# [EXERCISE DIRECTIONS]
For each entry, restate it word for word while omitting any image it holds.

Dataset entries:
#####
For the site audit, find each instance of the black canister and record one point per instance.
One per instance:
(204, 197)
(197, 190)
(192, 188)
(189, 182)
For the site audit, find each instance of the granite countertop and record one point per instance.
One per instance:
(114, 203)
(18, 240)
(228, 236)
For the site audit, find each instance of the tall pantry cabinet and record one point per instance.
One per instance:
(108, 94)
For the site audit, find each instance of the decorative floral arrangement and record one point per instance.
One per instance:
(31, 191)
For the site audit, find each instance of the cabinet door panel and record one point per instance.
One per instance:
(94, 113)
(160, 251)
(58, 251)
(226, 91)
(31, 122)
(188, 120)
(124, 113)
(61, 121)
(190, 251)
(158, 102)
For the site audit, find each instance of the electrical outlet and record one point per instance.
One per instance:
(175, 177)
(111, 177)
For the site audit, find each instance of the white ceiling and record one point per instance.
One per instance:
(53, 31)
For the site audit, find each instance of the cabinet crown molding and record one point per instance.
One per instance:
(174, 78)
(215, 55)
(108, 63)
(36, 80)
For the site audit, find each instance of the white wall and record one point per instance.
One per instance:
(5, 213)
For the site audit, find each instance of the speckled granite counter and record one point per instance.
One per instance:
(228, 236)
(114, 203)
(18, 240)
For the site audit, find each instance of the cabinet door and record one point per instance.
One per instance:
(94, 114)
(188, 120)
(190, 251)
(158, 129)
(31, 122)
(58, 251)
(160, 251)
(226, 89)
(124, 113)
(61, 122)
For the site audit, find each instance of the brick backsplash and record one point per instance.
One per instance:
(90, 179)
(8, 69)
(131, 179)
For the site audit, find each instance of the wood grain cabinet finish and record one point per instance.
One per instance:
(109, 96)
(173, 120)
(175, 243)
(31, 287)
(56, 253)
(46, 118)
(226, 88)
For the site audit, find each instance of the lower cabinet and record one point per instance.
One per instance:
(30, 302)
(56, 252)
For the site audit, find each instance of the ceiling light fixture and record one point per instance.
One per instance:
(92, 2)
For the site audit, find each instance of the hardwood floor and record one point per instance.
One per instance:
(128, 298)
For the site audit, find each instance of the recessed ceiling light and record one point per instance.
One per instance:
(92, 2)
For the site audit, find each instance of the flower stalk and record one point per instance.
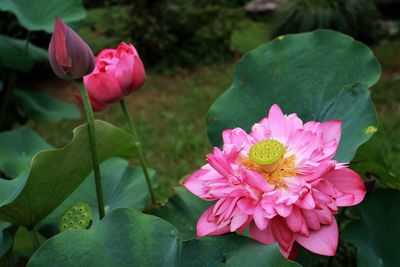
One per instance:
(132, 130)
(34, 238)
(93, 144)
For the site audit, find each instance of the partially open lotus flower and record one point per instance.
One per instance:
#####
# [REPLY TO THE EXERCISE]
For the site audit, find each instance of the black canister and record one point per instance.
One per instance:
(204, 197)
(197, 190)
(192, 188)
(189, 182)
For the site audit, find each instance of the granite countertop and record one point per instance.
One per instance:
(114, 203)
(18, 240)
(228, 236)
For the site audit, find each instance of the tall pantry cabinet and record one point per instance.
One per instance:
(108, 94)
For the site audit, find each instance of the decorative floral arrangement and record one point per instance.
One per instance:
(31, 191)
For the site audit, find each instance of the cabinet door panel and record one point per instance.
One per instance:
(94, 113)
(160, 251)
(58, 251)
(226, 91)
(31, 122)
(188, 120)
(124, 113)
(61, 121)
(190, 251)
(158, 102)
For the site audit, find each instance of the electrical outlet and record one point per instance.
One per instance:
(175, 177)
(111, 177)
For the site audit, find each instance of the white ceiling and record one point per instance.
One per instance:
(53, 31)
For the site audit, find each instance of the cabinet crown molding and record one point per instance.
One per instance:
(174, 78)
(215, 55)
(108, 63)
(36, 80)
For the site audit, find each instance of the white wall and record one point per instance.
One per instance:
(5, 213)
For the site audit, find each instance of the speckled granite counter and record one point per instance.
One per instance:
(228, 236)
(114, 203)
(18, 240)
For the site audit, find each instance of the cabinet door and record one point per instance.
One per instance:
(94, 114)
(188, 120)
(190, 251)
(158, 129)
(31, 122)
(58, 251)
(160, 251)
(226, 89)
(124, 113)
(61, 122)
For the site audit, find each instance of the brick backsplash and record one point per instance.
One per instance:
(90, 179)
(8, 69)
(131, 179)
For the site audit, find each instance of the wood grain cabinet finish and record one point per instance.
One per instance:
(109, 96)
(173, 120)
(175, 243)
(31, 287)
(56, 253)
(46, 118)
(226, 88)
For the site audit, find each instance of the lower cabinet and record one point per instance.
One per instance:
(30, 302)
(56, 252)
For the site audit, find each instance of the ceiling light fixture and record one point per instance.
One per instance:
(92, 2)
For the site audit, find each instance of the hardwood floor and record one point per instance.
One per instance:
(128, 298)
For the site audit, find each instance of the recessed ceiling light and record one point per instance.
One per instance:
(92, 2)
For the site audit, find each instance of the flower stalk and record one point per instance.
One per instance:
(132, 130)
(34, 238)
(93, 144)
For the site audit, find each instance of the partially open lotus flower and record one point per instance.
One per instance:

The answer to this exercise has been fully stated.